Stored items
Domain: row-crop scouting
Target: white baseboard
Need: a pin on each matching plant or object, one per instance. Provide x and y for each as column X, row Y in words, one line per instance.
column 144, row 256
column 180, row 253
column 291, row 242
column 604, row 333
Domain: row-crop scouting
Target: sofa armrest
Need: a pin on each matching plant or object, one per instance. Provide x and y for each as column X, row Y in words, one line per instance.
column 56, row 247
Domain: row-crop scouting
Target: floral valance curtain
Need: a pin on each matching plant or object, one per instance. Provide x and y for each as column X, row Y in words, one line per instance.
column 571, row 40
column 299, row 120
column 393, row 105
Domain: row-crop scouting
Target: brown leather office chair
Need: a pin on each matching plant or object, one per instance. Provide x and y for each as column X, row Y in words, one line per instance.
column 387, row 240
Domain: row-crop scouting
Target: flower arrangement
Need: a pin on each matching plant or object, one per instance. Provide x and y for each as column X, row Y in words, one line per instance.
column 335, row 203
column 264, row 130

» Exercise directions:
Write out the lines above from the one containing "Target: flower arrangement" through the last, exactly as they are.

» Exercise answer:
Target: flower arrangement
Need: a pin on each matching plant or object, one per instance. Provide x and y for each as column X, row Y in words, one line per instance.
column 335, row 203
column 264, row 130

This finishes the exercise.